■ What you are asked to do: Beginning at whichever line contains "Target: brown bark texture", reproduce each line of the records below word for word, ending with the last, and add nothing.

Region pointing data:

- - - - -

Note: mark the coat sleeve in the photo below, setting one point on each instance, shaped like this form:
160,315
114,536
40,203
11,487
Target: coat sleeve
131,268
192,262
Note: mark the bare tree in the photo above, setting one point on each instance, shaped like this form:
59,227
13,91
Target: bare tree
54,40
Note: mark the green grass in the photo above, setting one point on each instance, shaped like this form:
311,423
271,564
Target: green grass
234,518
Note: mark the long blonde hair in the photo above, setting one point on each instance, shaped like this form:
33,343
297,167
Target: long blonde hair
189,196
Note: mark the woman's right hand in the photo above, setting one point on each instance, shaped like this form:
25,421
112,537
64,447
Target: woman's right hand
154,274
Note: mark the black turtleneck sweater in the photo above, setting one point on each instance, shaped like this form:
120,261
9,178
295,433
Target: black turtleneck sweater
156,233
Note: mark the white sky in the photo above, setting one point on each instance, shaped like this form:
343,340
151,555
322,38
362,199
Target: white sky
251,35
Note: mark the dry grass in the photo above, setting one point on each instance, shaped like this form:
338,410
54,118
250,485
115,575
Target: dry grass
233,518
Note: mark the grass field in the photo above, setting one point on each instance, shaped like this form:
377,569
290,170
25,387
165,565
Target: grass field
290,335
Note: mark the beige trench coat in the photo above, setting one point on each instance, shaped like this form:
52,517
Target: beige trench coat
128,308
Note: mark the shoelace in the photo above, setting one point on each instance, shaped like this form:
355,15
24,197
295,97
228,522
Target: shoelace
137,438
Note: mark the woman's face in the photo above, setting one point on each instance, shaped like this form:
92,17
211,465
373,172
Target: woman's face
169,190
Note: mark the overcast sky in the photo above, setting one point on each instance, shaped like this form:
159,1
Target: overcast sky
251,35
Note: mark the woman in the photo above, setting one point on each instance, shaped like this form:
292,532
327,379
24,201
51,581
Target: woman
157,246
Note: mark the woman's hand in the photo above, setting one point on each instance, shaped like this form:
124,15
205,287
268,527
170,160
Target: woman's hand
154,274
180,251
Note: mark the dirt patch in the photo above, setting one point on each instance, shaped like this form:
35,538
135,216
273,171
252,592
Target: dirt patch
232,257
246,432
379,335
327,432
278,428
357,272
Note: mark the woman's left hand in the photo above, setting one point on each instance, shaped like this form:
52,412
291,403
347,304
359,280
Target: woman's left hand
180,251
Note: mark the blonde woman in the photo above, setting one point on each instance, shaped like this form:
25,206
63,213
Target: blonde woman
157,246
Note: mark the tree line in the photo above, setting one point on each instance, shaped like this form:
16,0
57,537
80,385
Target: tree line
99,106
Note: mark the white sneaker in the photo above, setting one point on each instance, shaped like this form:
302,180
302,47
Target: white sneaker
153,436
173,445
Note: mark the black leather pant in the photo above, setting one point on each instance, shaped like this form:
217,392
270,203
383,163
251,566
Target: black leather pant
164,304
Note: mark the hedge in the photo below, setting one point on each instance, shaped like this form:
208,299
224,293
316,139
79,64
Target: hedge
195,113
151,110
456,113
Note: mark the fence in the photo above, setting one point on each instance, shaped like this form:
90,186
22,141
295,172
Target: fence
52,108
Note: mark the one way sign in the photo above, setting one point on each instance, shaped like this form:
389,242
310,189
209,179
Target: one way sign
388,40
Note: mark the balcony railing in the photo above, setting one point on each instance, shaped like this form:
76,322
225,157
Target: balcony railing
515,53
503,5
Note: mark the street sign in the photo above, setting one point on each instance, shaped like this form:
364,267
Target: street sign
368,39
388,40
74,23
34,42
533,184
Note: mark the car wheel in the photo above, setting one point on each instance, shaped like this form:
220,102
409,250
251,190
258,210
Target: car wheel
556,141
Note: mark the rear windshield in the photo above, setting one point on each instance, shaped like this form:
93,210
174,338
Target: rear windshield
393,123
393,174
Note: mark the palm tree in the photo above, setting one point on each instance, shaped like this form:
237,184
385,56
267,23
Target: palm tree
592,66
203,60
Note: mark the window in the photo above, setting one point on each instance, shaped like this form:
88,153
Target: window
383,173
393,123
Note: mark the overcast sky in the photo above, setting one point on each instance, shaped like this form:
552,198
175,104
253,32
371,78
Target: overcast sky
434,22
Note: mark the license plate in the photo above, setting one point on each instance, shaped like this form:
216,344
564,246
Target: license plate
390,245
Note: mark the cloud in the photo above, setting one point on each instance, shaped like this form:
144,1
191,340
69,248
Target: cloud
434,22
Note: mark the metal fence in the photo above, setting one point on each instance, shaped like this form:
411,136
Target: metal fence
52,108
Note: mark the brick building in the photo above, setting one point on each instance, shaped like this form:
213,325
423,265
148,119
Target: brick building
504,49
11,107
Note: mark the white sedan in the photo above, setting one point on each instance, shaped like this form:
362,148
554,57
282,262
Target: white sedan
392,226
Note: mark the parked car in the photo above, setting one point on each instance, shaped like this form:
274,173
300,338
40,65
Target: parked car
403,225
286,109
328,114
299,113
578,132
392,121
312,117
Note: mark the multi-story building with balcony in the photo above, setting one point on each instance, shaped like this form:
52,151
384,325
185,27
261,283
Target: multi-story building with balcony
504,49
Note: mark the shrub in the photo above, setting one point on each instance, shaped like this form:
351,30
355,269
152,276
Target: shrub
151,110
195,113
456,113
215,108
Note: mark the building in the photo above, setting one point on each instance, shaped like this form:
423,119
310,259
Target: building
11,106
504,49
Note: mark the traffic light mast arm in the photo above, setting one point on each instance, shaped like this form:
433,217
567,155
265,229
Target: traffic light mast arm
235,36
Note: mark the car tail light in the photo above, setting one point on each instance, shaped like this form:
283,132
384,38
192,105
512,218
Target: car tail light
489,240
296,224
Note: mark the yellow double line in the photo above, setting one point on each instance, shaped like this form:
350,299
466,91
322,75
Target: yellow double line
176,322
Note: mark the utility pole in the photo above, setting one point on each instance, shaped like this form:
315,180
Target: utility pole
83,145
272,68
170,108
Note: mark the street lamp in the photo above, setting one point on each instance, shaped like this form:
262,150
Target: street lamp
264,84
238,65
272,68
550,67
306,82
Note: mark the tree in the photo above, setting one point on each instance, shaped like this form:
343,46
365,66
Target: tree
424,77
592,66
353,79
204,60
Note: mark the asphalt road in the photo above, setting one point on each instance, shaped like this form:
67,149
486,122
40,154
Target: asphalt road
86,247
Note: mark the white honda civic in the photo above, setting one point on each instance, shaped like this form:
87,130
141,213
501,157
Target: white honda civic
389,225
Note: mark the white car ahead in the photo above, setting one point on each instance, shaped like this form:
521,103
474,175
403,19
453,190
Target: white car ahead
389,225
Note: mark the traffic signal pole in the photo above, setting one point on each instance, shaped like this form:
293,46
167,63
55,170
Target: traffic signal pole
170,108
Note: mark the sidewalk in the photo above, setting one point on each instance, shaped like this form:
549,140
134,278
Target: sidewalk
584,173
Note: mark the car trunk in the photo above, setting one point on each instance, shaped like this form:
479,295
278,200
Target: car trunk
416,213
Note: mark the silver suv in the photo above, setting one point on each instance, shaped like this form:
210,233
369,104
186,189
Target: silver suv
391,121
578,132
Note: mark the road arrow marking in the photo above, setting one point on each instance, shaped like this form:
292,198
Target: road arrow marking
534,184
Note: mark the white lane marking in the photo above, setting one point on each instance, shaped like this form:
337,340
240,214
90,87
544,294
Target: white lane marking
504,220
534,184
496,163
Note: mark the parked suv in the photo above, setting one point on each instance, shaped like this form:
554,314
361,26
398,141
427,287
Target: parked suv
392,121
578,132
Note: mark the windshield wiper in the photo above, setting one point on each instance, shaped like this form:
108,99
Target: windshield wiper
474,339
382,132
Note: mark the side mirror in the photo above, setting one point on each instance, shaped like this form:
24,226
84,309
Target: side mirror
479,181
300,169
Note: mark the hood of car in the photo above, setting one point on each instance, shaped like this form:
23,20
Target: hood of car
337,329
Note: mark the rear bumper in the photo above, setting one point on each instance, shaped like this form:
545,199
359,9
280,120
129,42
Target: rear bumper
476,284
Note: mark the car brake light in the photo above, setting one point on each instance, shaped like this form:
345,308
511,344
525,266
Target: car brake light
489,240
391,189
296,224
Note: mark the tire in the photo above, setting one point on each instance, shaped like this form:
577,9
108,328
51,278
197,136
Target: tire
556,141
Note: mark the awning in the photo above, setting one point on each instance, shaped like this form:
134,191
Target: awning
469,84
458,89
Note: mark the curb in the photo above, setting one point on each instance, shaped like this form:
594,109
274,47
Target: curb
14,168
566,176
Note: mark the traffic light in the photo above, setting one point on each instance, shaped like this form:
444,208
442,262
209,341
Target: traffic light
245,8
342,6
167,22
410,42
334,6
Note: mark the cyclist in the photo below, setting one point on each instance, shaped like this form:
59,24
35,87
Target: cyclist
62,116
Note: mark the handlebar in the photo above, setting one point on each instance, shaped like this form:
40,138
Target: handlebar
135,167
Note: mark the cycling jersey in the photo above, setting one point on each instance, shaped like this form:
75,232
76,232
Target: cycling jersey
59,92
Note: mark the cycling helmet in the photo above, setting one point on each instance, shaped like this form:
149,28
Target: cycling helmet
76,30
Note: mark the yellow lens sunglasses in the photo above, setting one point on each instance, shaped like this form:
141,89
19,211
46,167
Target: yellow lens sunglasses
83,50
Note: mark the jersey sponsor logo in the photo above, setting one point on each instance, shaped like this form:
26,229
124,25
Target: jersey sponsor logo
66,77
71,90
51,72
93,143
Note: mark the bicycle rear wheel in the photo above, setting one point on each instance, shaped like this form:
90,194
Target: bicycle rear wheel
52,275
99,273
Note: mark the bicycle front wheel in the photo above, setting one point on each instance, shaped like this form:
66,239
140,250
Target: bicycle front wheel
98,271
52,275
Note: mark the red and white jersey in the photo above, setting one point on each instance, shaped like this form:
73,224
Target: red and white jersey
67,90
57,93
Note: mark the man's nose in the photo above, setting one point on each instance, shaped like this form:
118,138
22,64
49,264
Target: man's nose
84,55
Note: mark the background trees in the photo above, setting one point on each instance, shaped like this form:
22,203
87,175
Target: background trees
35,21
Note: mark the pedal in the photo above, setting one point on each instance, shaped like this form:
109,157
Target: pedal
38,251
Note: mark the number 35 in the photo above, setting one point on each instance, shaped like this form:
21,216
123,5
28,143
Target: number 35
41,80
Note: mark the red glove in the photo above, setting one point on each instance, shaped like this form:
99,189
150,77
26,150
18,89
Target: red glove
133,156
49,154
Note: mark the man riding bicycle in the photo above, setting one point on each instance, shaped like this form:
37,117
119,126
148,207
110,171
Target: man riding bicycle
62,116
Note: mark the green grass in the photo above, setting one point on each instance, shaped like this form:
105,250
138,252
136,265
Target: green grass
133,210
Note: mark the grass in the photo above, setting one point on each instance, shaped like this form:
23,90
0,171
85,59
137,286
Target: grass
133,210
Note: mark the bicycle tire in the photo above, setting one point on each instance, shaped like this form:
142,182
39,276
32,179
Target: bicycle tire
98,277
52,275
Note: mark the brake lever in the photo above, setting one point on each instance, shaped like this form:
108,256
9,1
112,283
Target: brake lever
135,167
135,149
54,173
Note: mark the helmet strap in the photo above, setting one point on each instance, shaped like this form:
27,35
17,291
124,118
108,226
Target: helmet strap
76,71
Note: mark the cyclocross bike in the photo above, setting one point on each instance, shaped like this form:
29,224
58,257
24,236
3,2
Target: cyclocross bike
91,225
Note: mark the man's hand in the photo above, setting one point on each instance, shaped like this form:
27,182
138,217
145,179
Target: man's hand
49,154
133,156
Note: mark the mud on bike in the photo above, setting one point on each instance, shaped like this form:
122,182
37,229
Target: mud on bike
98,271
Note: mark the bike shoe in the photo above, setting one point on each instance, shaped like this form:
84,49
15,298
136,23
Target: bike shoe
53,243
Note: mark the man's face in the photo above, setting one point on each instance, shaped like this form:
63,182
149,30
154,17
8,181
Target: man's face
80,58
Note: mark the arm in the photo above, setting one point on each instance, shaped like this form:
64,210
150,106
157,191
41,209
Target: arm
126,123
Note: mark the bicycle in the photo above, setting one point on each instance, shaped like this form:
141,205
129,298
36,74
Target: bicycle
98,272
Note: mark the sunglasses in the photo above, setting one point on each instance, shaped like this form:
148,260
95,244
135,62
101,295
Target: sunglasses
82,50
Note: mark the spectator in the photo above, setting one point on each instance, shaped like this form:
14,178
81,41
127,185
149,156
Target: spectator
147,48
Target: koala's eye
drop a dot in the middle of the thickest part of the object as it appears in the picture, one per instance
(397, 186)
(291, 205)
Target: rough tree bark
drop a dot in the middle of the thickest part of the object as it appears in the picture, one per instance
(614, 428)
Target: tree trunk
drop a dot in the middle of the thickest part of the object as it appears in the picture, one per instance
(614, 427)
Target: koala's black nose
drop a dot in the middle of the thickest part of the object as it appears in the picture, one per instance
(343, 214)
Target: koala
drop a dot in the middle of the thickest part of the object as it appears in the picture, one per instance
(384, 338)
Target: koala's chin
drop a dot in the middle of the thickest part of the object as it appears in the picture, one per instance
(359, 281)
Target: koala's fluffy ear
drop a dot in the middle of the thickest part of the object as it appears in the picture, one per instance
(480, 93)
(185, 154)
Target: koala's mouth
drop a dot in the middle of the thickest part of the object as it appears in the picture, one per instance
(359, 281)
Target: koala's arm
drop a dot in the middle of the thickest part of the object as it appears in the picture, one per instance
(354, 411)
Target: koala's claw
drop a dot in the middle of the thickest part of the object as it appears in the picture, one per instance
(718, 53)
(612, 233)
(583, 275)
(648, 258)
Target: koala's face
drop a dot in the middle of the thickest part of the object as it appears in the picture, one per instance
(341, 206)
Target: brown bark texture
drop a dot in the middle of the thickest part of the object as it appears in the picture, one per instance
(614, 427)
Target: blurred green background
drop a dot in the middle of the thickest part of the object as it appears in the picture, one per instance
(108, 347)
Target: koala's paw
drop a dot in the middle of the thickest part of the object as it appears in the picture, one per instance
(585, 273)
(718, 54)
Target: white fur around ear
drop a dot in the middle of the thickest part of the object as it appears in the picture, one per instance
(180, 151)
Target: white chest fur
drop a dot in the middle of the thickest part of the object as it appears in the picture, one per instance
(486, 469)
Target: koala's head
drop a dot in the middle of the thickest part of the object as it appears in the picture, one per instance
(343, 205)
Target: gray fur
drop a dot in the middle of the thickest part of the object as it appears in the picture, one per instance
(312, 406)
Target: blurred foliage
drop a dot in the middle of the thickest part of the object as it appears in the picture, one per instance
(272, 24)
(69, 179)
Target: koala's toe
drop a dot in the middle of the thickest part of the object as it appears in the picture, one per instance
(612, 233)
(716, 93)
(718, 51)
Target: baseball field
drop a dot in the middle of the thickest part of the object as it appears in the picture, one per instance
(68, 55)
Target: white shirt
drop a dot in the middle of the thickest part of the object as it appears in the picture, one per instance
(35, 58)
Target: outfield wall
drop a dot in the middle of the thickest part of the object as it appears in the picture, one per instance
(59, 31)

- - - - -

■ Written solution:
Target: brown bark texture
drop a dot in the middle of the thickest part of the object as it appears in the picture, one per instance
(614, 427)
Target: blurred green background
drop a dot in the middle of the thickest part of the object as it appears in the picture, one per instance
(108, 347)
Target: koala's paw
drop a dot in the middle of the thickest part of the object as it appears in the picture, one per instance
(585, 273)
(718, 54)
Target: white fur around ear
drop a dot in the middle of the thickest part of the object as it appears in the picture, one per instance
(180, 151)
Target: white chest fur
drop a dot in the middle of the thickest part of the object as it appears in the picture, one per instance
(486, 469)
Target: koala's head
drop a dot in the middle of the thickest part of the object as it appears in the picture, one per instance
(343, 205)
Target: gray fur
drop a dot in the middle of the thickest part of the object as it appears in the picture, one per instance
(312, 406)
Target: blurred foliage
drop a dot in the middle of the thickest part of the object as it appears in the picture, one per instance
(272, 24)
(69, 179)
Target: koala's toe
drop a dot in the middle of the thickest part of the object as it appears in the picture, one per instance
(612, 233)
(716, 93)
(718, 51)
Target: baseball field
drop a dot in the middle of the thickest part of the object as it appears in the picture, one per instance
(68, 55)
Target: white shirt
drop a dot in the middle of the thickest part of the object as it appears in the picture, one per instance
(35, 58)
Target: outfield wall
drop a dot in the middle of the thickest part of the object as it appears in the picture, one per instance
(59, 31)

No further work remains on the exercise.